PROBLEM STATEMENT: Your answer should be an exact copy of every record.

WORKING DATA:

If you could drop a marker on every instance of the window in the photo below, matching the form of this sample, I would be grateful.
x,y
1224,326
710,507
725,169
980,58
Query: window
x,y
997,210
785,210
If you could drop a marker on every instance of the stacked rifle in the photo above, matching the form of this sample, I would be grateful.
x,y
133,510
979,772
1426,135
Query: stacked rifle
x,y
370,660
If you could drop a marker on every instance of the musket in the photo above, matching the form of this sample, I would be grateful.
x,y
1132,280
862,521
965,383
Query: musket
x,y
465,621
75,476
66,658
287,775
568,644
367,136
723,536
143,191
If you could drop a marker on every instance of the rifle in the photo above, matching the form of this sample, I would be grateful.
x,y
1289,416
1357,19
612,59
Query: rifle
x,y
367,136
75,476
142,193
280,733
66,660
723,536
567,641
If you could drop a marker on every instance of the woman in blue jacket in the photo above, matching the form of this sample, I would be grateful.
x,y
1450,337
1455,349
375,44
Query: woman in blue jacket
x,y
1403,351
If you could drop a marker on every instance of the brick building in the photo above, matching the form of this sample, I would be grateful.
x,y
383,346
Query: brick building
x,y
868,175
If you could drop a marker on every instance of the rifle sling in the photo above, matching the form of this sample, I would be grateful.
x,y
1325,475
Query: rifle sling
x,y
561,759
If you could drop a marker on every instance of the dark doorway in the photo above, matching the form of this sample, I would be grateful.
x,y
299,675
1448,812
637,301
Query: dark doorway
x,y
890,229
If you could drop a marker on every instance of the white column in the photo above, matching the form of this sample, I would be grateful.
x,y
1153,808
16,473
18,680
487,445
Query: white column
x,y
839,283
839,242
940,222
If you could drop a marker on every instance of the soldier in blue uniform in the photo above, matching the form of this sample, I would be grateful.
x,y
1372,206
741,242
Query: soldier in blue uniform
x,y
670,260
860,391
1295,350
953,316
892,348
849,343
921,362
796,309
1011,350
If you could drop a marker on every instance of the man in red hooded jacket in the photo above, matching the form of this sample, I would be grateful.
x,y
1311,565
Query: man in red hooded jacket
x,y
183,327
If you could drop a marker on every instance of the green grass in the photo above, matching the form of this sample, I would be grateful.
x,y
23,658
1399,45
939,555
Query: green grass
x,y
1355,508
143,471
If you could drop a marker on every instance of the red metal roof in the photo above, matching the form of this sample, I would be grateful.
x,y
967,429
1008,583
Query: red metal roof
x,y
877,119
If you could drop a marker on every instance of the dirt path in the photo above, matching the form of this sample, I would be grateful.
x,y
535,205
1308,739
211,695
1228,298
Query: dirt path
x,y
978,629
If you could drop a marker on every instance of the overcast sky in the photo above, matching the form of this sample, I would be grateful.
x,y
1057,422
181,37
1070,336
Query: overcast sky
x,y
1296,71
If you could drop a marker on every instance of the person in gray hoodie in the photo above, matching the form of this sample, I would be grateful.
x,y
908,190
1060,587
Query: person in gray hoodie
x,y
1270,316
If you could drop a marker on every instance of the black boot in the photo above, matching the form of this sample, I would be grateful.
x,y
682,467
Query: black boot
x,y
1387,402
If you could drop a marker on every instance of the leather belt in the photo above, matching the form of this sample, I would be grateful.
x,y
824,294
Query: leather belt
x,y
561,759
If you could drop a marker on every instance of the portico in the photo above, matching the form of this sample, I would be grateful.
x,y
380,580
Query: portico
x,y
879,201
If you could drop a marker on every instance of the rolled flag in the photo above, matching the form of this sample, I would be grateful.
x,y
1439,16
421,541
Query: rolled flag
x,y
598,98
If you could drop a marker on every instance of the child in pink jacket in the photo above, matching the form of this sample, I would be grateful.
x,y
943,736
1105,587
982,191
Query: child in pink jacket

FINISHED TASK:
If you could drop a marker on every instance of the window in the photo below, matching the form of this sample, I would be grateful.
x,y
1224,326
710,507
725,169
980,58
Query: window
x,y
997,210
785,210
If you could drop a marker on every instance of the stacked rifle in the photo above, matching the form of this sample, I would be grateful.
x,y
133,510
979,772
1426,135
Query: stacked rifle
x,y
370,660
If you could drop a marker on every instance of the musket in the photo above, matching the form of this sample, I would be grateful.
x,y
1132,280
862,521
965,383
Query: musket
x,y
465,621
75,476
66,658
287,775
568,644
367,136
723,536
143,191
If you could drop a marker on every instance of the rifle in the photo above, matching the form of this sample, I would be grateful.
x,y
1289,416
1357,19
612,59
Query: rifle
x,y
367,136
75,476
142,193
280,733
66,660
723,536
567,641
If you could drop a marker on every instance of the woman in blue jacket in the photo above, matching the form of this sample, I would be grateful.
x,y
1450,337
1455,349
375,44
Query: woman in blue jacket
x,y
1403,351
If you could drop a marker on every instance of the brick building in the photo above, matching the form of this sample, I would be grateful.
x,y
383,346
Query: brick building
x,y
868,175
If you could drop a marker on every instance of the rifle sling in the photo above, matching the form of this sample, I would be grateful.
x,y
1325,475
Query: rifle sling
x,y
561,759
If you could drop a marker on every instance of the dark doorway in the photo above, matching the form of this sample, I would be grateful.
x,y
299,675
1448,812
637,301
Query: dark doorway
x,y
890,229
If you could drop a marker on every instance of the white column in the photo above, matching the form of this sample, I would be grateful.
x,y
1153,808
16,473
18,680
487,445
Query: white column
x,y
839,283
839,242
940,222
If you could drop a marker on every instance of the soldier in blue uniform in the photo above, matching the form of this sample, I would be grateful.
x,y
1372,206
741,242
Query: soldier in blue uniform
x,y
670,260
860,391
1295,350
953,316
892,348
849,343
921,362
796,309
1011,350
If you could drop a marker on every instance of the man in red hooded jacket in the photo above, matching the form of this sample, I would be grateful.
x,y
1311,565
Query: man in red hooded jacket
x,y
183,327
If you could drop a marker on every instance of the green grass in the photo above, matching the form of this sample, I would be grateful.
x,y
23,658
1399,45
939,555
Query: green grass
x,y
1355,508
143,471
If you could drop a marker on every instance of the red metal roof in the photo above, matching the form of this sample, I would be grateful.
x,y
967,429
1008,583
Query: red metal roof
x,y
877,119
If you could drop a marker on every instance of the dirt path in the photo above, matching the form of this sample, I would be grateful.
x,y
535,205
1308,739
211,695
1228,298
Query: dirt path
x,y
978,629
If you could drop a marker on every instance of the overcast sky in the photo above, matching the form of this sample, I would be grateful.
x,y
1057,422
181,37
1070,336
Query: overcast sky
x,y
1296,71
If you could drop a marker on every instance of the person in gray hoodie in the photo above, matching the form of this sample, I would be grateful.
x,y
908,190
1060,587
Query: person in gray hoodie
x,y
1270,316
If you could drop a marker on every instance of the black boot in the photo above, matching the form of this sample, I would be grateful.
x,y
682,467
Query: black boot
x,y
1387,402
If you could drop a marker on every instance of the leather belt in the photo above, matching the form of this sample, I would be grateful.
x,y
824,294
Query: leather belt
x,y
561,759
If you could drop a marker on every instance of the portico in the photo above, matching the form of this sample, I would be grateful.
x,y
380,580
Query: portico
x,y
879,201
If you could drop a marker on every instance of the rolled flag in the photo above, matching the form of this sample, I would be grateful.
x,y
1439,16
421,541
Query: rolled flag
x,y
598,98
If you could drop a marker on every instance of the child in pink jacket in the photo above, matching the form of this sample, I would be grateful.
x,y
943,736
1105,587
982,191
Query: child in pink jacket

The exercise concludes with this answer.